=== GIVEN TASK ===
Can you pull out every row below and copy each line without changing a single character?

=== DATA SUPPLIED ===

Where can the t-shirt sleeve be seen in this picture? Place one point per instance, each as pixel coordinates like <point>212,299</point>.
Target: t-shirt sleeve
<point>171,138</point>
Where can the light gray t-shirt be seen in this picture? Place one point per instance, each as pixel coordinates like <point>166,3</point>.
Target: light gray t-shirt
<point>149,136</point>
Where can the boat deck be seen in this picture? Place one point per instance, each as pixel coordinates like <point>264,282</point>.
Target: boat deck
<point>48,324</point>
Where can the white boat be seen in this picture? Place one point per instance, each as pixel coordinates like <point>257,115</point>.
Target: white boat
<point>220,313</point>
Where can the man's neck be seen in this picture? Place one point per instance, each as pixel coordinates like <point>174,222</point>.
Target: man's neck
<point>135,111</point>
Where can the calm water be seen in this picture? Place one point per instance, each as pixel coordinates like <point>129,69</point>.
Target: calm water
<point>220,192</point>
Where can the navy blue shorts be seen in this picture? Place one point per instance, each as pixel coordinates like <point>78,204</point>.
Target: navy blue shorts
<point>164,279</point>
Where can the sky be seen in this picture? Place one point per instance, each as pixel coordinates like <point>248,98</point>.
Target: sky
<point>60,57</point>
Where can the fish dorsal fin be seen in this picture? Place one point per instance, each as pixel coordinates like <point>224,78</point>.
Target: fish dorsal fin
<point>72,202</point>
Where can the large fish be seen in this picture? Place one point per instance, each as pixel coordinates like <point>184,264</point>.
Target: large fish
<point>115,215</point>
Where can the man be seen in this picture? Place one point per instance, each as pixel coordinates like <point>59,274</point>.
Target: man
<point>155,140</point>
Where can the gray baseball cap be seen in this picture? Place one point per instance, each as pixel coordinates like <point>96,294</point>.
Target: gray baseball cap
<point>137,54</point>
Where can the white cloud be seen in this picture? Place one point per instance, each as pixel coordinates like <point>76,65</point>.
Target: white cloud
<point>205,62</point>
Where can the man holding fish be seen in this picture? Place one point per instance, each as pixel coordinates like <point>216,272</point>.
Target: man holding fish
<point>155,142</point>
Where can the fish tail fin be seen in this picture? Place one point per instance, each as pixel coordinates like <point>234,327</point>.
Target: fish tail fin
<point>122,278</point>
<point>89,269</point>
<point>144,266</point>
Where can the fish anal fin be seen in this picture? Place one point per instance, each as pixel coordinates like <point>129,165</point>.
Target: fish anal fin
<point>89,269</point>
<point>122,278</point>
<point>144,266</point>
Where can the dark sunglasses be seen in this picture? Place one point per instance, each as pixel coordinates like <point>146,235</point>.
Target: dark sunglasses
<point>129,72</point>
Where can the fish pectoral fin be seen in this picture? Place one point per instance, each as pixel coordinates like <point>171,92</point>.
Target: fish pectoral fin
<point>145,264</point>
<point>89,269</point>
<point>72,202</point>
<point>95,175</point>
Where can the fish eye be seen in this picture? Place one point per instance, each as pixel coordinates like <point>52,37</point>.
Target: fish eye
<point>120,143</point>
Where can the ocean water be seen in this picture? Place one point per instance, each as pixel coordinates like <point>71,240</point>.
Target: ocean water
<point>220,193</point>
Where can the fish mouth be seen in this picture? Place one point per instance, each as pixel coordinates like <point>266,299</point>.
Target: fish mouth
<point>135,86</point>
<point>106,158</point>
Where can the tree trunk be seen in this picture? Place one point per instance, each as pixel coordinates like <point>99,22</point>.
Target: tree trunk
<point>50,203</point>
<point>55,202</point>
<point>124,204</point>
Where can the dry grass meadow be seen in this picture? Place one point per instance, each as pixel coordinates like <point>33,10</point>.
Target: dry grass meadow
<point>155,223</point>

=== WRITTEN REPLY ===
Where can the t-shirt sleeve be seen in this picture? Place one point per instance, each as pixel coordinates like <point>212,299</point>.
Target: t-shirt sleeve
<point>171,138</point>
Where can the light gray t-shirt be seen in this picture? Place one point per instance, each as pixel coordinates like <point>166,3</point>.
Target: light gray t-shirt
<point>149,136</point>
Where can the boat deck be seen in this picture? Place one point per instance, each as pixel coordinates like <point>264,282</point>.
Target: boat deck
<point>48,324</point>
Where can the white boat be seen in this picture? Place one point per instance, each as pixel coordinates like <point>257,115</point>.
Target: white boat
<point>220,313</point>
Where can the man's neck be seen in this picture? Place one point per instance, each as pixel coordinates like <point>174,222</point>.
Target: man's neck
<point>135,111</point>
Where can the calm water be seen in this picture? Place one point per instance, each as pixel coordinates like <point>129,69</point>.
Target: calm water
<point>220,192</point>
Where can the navy blue shorts be seen in this picture? Place one point per instance, each as pixel coordinates like <point>78,204</point>.
Target: navy blue shorts
<point>164,279</point>
Where can the sky be seen in this picture? Place one point per instance, each as pixel coordinates like <point>248,98</point>.
Target: sky
<point>60,57</point>
Where can the fish dorsal fin be seen in this picture? Place one point per instance, each as pixel coordinates like <point>224,78</point>.
Target: fish dorsal fin
<point>72,202</point>
Where can the large fish be seen in this picture? Place one point per instance, each as pixel coordinates like <point>184,264</point>.
Target: large fish
<point>115,215</point>
Where can the man be seen in this picture? Place one point per instance, each as pixel coordinates like <point>59,274</point>.
Target: man
<point>155,140</point>
Where can the gray baseball cap be seen in this picture? Place one point per instance, each as pixel coordinates like <point>96,294</point>.
Target: gray baseball cap
<point>137,54</point>
Where can the white cloud be seen in this picture? Place one point per instance, each as pixel coordinates like <point>76,65</point>.
Target: white cloud
<point>205,62</point>
Where can the man holding fish be seen in this picture? Place one point per instance, each as pixel coordinates like <point>216,272</point>.
Target: man holding fish
<point>155,142</point>
Where can the fish tail fin be seen in this picture? Place one point per instance, each as pixel coordinates like <point>234,327</point>.
Target: fish tail fin
<point>122,278</point>
<point>89,269</point>
<point>144,266</point>
Where can the fish anal fin be seen in this picture? Place one point per instance, each as pixel coordinates like <point>129,165</point>.
Target: fish anal fin
<point>89,269</point>
<point>122,278</point>
<point>144,266</point>
Where can the dark sunglasses be seen in this picture? Place one point per instance, each as pixel coordinates like <point>146,235</point>.
Target: dark sunglasses
<point>129,72</point>
Where can the fish pectoral fin be seen in this picture? Place one point per instance, each as pixel coordinates like <point>171,92</point>.
Target: fish pectoral fin
<point>145,264</point>
<point>89,269</point>
<point>72,202</point>
<point>95,175</point>
Where can the fish eye be seen in this picture? Place one point per instance, each as pixel coordinates like <point>52,37</point>.
Target: fish eye
<point>120,143</point>
Where can the ocean water be seen in this picture? Place one point per instance, each as pixel coordinates like <point>71,240</point>.
Target: ocean water
<point>220,193</point>
Where can the fish mouth be seen in this picture? Place one point per instance, each as pixel coordinates like <point>266,299</point>.
Target: fish mouth
<point>135,86</point>
<point>106,158</point>
Where can the tree trunk be seen in this picture? Place one point per instance, each as pixel coordinates like <point>99,22</point>.
Target: tree trunk
<point>50,203</point>
<point>55,202</point>
<point>124,204</point>
Where can the dry grass meadow be seen in this picture? Place one point per instance, each as pixel coordinates like <point>33,10</point>.
Target: dry grass meadow
<point>155,223</point>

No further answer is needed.